## EXCERPT PROVIDED:
══════
Nah this was garbage
You don’t need to check the lowest floor of a series, since the question guaranteed there is a safe drop floor.
Example, if the egg broke on floor 10, then just check floors 2-9. If it survives you know the answer is floor 1, no need to check.
So worst case is actually 13 drops, not 14 that the video says.
Everyone in the comments talking about the puzzle. Me over here thinking that maybe Microsoft ain't the place for me. 🤣
As a bonus, there is an advanced optimized thinking to this: Once you reached the 90th floor with your 9th attempt and the eggs still haven't broken, you can introduce a new linear deviation to guarantee results within 13 attempts, by going 90 (9th step) -> 94 -> 97 -> 99 -> 100 (13th step). You can only do this 10% of the time, but it kinda does justice to the x = 13.651 steps.
You can't guarantee 13 steps that way. What if the egg breaks on the 90th floor? Then you will have 18 steps to the solution.
@@MrPetrovita The condition for 13 steps only applies if the eggs don't break on the 90th floor. If one does up to the 90th floor, you follow the pattern in the video for a 14 steps scenario (7:36).
even better optimisation mathematically was taking x(x+1)/2=99 instead of 100. x would be then 13.580, 14 steps either ways.
The worst case scenario is still 14. So, it doesn't improve on the solution.
══════
## DATA EXCERPTS:
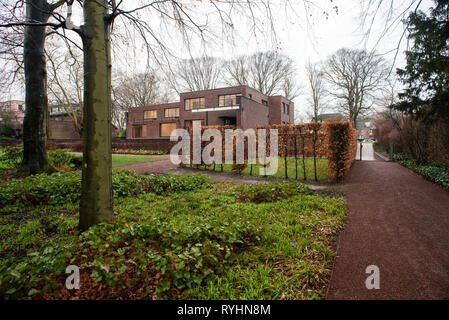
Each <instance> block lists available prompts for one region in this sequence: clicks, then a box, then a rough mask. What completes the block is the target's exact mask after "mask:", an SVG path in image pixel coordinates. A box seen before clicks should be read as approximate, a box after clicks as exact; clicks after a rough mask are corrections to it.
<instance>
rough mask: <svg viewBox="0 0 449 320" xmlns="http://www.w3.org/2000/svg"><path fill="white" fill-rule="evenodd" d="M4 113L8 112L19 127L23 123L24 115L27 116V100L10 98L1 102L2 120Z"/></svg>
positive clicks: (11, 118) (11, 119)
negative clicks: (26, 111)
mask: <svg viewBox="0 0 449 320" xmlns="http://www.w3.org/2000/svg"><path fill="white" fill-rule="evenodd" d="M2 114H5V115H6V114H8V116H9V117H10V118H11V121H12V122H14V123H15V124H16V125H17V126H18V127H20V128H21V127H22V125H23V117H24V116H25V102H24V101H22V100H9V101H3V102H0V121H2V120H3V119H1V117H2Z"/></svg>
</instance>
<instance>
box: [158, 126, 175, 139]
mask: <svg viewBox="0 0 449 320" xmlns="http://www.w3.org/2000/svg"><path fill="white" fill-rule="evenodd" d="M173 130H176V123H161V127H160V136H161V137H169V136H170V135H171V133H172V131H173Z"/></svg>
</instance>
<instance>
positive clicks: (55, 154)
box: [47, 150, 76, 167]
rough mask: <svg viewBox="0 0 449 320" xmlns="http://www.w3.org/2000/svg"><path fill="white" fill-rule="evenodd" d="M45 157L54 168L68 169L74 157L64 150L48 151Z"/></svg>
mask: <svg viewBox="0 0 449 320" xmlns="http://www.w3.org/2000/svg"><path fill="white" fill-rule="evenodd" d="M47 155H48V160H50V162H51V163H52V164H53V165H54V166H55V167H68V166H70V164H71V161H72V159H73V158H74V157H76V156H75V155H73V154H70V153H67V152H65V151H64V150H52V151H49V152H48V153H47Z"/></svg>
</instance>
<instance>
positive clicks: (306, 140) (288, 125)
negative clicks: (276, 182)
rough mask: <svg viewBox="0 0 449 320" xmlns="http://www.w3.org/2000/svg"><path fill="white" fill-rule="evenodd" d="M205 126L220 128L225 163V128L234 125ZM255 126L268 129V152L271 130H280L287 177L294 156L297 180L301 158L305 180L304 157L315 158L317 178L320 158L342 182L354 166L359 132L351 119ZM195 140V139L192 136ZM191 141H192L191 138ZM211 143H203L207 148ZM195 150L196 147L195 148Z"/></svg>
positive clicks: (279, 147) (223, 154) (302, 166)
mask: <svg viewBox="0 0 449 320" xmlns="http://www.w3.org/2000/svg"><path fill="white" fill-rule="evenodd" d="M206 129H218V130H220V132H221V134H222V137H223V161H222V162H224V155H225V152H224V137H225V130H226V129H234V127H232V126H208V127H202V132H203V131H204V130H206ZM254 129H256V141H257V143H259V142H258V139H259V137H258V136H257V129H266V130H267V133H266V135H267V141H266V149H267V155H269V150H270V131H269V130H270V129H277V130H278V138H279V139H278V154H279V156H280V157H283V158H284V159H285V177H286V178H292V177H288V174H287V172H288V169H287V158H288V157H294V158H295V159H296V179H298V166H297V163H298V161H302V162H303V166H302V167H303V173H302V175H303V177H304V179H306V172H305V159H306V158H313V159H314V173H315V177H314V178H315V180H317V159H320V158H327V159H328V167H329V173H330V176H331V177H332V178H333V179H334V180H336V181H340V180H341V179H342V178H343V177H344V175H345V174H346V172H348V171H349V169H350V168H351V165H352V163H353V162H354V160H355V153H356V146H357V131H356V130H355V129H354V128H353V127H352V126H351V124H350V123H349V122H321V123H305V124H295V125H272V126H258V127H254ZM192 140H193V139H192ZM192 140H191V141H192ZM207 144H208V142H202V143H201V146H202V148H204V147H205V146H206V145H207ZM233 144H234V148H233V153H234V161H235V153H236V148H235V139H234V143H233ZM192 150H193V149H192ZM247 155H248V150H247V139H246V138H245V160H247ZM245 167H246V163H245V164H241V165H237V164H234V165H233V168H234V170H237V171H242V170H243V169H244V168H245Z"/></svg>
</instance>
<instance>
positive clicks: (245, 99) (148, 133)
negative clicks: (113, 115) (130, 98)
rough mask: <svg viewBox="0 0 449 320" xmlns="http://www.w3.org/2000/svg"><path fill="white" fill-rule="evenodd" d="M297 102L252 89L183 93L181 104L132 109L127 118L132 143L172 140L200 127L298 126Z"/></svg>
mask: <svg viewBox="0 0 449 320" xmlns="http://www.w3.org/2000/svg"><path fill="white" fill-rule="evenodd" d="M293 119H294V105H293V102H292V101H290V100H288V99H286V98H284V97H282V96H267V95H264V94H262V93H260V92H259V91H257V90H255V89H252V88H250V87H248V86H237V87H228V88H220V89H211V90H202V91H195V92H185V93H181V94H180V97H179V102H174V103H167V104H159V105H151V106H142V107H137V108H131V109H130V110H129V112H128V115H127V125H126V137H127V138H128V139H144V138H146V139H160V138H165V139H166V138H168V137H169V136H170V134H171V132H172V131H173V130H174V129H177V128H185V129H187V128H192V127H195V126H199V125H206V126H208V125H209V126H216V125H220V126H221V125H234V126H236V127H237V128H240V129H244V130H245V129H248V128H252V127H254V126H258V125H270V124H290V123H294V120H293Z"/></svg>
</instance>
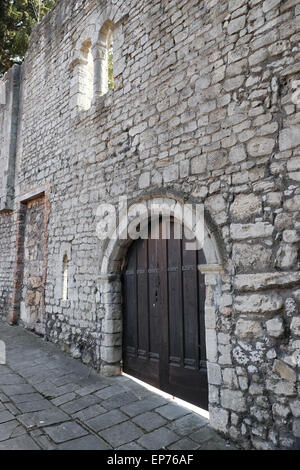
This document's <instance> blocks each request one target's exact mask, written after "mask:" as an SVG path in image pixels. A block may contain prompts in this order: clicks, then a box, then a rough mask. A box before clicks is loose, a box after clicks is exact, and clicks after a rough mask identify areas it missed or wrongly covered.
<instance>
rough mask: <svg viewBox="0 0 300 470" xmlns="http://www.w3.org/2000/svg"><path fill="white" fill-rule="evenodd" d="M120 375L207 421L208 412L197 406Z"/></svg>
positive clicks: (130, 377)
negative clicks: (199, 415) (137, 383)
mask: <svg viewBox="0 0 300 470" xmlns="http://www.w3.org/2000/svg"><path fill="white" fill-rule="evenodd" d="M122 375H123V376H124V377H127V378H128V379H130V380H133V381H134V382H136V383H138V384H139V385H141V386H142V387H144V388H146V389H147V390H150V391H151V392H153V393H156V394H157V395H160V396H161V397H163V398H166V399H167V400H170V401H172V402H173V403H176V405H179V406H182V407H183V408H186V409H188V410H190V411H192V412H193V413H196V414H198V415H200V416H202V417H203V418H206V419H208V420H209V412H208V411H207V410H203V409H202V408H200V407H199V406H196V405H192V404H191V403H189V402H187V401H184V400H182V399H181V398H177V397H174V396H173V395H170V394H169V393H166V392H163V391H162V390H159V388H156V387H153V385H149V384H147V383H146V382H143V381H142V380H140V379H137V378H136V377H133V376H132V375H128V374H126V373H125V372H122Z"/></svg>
══════
## REQUIREMENT:
Write out the passage of the egg-drop comment thread starting with "even better optimisation" and going on through "on the solution.". The material has no connection to the egg-drop comment thread.

## ANSWER TO THE PROBLEM:
even better optimisation mathematically was taking x(x+1)/2=99 instead of 100. x would be then 13.580, 14 steps either ways.
The worst case scenario is still 14. So, it doesn't improve on the solution.